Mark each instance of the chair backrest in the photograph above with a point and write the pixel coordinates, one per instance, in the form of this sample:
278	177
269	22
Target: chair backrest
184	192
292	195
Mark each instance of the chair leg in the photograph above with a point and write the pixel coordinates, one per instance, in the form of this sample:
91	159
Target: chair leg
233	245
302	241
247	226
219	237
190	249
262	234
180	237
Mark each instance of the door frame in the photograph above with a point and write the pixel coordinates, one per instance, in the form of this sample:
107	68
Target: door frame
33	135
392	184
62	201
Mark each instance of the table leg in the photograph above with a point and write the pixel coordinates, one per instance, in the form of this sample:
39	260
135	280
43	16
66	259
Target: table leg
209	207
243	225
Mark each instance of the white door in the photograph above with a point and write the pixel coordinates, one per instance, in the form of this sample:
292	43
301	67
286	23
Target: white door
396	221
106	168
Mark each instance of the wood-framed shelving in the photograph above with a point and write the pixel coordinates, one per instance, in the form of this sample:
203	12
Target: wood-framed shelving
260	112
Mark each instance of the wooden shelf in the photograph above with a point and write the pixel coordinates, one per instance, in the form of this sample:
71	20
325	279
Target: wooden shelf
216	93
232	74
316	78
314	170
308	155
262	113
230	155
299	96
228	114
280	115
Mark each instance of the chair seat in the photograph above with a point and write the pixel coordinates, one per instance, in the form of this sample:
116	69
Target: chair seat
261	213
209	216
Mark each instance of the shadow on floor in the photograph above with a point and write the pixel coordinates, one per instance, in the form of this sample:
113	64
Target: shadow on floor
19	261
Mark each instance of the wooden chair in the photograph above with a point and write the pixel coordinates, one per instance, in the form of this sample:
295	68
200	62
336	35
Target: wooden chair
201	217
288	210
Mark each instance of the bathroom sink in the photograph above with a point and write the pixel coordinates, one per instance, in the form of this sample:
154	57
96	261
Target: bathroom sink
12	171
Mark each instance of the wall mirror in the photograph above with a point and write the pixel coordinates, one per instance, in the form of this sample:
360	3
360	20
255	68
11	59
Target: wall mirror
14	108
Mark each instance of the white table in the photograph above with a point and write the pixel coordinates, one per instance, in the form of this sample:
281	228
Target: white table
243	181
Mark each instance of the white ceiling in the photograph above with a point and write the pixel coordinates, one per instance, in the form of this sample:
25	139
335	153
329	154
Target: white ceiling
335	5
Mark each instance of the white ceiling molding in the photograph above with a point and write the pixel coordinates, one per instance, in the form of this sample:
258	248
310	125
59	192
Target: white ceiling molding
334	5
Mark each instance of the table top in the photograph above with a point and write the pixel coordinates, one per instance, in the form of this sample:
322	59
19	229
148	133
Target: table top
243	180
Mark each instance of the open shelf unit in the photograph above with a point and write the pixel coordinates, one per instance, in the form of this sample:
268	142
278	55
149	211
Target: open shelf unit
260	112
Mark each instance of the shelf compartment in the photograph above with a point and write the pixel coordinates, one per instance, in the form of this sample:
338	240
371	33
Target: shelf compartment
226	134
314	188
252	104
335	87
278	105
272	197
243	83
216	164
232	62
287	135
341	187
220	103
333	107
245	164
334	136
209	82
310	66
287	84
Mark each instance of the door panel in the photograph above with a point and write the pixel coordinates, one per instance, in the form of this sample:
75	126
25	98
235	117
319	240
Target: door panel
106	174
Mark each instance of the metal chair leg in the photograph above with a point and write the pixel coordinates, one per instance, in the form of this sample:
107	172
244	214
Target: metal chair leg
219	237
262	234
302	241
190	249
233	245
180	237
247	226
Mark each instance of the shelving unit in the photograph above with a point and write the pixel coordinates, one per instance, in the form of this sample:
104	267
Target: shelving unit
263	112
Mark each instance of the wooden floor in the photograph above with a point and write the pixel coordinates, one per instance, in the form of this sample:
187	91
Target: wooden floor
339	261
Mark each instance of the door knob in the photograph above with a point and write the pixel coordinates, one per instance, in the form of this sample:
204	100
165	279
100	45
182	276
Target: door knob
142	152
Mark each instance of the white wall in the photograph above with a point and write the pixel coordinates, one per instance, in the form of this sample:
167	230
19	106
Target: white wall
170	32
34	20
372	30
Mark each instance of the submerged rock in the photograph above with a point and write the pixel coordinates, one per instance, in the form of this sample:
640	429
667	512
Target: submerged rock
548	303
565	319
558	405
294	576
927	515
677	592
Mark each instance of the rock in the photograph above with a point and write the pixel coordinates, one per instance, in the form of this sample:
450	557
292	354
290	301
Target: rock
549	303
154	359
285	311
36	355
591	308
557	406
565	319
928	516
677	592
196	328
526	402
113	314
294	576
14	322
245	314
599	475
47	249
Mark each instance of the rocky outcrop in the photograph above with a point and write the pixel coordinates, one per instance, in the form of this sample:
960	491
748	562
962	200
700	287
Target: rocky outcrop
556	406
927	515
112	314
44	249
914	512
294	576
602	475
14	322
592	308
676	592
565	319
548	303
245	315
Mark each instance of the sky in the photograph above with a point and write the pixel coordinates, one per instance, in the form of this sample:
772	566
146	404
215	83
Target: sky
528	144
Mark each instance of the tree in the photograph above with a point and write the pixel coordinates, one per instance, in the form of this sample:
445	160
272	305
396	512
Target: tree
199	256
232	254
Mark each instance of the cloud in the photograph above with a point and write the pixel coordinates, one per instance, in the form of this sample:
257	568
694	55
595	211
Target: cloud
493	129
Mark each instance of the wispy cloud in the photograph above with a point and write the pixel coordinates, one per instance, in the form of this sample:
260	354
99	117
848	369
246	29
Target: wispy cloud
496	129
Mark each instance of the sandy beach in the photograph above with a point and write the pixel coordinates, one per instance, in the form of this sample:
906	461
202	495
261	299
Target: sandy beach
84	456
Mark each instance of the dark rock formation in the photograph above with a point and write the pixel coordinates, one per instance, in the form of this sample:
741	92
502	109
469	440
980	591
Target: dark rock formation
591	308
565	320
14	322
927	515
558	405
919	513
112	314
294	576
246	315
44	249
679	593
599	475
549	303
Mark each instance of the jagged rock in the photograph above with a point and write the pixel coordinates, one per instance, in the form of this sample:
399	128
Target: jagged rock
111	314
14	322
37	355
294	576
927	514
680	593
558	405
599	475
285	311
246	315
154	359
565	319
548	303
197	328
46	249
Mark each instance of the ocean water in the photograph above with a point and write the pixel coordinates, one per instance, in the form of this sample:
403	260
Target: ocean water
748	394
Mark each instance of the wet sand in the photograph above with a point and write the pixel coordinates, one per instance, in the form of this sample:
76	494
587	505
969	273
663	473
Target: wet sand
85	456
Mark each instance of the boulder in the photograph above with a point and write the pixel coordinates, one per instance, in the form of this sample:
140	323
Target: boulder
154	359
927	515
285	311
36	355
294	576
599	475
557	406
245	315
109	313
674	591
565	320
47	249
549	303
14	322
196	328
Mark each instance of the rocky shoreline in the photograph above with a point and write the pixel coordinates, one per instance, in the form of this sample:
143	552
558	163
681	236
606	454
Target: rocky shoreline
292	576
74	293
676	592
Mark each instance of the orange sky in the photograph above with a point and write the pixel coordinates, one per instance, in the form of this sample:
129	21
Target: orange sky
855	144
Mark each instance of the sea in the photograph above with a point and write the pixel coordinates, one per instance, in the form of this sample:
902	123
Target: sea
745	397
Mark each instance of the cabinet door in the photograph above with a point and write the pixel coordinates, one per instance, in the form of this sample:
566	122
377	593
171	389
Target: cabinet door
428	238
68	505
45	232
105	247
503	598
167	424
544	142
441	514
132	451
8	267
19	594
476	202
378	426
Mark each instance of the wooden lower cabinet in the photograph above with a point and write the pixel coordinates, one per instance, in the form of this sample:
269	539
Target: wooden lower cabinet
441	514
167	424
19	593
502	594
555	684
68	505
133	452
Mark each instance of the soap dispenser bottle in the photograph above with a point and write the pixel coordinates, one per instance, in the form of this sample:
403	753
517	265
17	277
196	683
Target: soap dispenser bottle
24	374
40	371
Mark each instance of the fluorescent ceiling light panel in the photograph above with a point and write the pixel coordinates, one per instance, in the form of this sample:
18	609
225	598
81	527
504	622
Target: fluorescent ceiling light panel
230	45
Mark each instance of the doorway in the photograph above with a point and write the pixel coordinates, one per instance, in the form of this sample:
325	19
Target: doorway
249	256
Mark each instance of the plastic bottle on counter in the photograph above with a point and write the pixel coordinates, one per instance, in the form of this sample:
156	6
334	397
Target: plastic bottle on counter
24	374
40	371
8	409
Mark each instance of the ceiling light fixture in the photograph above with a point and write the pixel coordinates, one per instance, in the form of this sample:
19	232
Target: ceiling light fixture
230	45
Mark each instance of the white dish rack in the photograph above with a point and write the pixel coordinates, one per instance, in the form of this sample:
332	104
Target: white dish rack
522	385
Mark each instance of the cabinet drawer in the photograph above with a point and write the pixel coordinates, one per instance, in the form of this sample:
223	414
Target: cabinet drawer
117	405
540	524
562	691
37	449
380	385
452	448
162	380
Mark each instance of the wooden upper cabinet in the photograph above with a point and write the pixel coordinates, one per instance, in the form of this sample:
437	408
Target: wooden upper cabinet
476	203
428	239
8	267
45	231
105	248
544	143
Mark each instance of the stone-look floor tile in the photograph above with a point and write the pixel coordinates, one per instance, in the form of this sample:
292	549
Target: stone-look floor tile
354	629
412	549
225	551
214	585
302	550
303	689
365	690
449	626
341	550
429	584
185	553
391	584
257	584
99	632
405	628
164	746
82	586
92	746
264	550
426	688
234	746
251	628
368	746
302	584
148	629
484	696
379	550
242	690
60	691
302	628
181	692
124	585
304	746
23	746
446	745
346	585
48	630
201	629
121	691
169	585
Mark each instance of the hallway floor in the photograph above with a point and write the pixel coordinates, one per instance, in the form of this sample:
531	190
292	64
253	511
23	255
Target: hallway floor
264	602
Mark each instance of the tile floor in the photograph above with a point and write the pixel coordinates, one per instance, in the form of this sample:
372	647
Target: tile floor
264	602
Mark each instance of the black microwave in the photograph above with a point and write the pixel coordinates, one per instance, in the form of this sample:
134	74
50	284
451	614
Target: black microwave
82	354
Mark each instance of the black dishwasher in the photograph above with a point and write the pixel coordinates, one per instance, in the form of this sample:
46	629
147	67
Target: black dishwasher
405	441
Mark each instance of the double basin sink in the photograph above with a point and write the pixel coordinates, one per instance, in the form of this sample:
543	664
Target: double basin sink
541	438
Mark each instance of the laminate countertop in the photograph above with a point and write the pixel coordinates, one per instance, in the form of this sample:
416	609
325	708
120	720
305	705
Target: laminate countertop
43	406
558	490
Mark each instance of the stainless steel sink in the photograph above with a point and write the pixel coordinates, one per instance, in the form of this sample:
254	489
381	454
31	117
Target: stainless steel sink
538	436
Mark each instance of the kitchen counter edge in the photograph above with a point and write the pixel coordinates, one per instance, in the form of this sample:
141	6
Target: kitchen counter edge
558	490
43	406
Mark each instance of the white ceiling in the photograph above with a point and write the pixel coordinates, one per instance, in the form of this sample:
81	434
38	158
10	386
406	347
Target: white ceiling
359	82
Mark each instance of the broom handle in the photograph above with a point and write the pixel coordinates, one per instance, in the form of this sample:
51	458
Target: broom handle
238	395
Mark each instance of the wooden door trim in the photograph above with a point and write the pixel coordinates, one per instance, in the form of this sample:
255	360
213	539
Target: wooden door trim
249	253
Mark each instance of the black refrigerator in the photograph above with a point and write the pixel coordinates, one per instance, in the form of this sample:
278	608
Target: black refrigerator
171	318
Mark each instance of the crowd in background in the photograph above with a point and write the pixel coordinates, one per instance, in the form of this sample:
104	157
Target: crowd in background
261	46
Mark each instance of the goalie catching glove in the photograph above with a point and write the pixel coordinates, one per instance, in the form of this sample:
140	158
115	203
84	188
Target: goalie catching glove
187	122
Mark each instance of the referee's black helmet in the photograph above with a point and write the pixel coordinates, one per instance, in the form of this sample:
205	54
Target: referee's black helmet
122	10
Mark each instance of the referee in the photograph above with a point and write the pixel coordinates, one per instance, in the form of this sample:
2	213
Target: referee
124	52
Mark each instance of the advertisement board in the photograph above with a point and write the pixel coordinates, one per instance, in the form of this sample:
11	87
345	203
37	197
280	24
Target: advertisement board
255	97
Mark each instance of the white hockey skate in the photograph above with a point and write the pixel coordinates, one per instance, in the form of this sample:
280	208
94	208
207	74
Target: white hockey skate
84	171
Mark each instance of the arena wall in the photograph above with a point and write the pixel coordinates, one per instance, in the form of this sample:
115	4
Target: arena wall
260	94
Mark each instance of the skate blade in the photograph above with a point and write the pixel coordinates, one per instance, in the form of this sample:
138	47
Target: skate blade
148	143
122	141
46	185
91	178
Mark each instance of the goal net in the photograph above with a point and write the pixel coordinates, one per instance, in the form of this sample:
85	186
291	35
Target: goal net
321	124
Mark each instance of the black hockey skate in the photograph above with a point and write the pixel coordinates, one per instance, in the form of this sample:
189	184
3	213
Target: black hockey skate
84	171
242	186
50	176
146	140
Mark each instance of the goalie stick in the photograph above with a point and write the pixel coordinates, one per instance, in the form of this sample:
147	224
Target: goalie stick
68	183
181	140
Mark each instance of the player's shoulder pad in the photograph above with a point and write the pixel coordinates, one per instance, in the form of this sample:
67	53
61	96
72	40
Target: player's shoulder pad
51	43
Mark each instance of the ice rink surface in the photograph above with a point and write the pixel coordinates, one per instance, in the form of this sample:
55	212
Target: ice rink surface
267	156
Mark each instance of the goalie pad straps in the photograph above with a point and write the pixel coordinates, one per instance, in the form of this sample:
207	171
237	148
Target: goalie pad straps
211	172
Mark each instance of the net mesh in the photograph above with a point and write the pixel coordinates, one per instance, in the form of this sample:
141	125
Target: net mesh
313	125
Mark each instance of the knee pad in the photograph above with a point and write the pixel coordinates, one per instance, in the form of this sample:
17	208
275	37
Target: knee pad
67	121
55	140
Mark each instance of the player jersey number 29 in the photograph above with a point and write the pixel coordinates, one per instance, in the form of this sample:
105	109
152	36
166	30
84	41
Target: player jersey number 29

▶ What you should do: To answer, count the lines of the material that contain "jersey" and give only that number.

▶ Solution for this exercise: 2